Reproduce the items below with every instance of "rough mask" swapped for "coarse mask", keeping all other text unchanged.

**EXTRACTED ENTRIES**

== == ==

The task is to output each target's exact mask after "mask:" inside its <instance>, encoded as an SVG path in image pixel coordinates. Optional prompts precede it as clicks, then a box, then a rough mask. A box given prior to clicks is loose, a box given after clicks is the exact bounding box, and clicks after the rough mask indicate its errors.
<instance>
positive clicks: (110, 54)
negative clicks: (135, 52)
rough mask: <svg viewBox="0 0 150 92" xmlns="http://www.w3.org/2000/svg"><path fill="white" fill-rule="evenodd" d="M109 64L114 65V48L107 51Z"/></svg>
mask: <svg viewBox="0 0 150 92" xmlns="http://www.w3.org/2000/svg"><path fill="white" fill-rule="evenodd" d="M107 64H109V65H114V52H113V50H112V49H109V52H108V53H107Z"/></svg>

== == ==

**YOUR RESPONSE**
The task is to output each target's exact mask after "mask:" inside its <instance>, encoded as an SVG path in image pixel coordinates. Optional prompts precede it as clicks, then a box, then a coarse mask. A box given prior to clicks is loose, a box given after clicks is the exact bounding box, and clicks after the coarse mask indicate its errors.
<instance>
positive clicks: (110, 54)
negative clicks: (135, 52)
coarse mask: <svg viewBox="0 0 150 92" xmlns="http://www.w3.org/2000/svg"><path fill="white" fill-rule="evenodd" d="M109 64L114 65V48L107 51Z"/></svg>
mask: <svg viewBox="0 0 150 92" xmlns="http://www.w3.org/2000/svg"><path fill="white" fill-rule="evenodd" d="M107 64H109V65H114V52H113V50H112V49H109V52H108V53H107Z"/></svg>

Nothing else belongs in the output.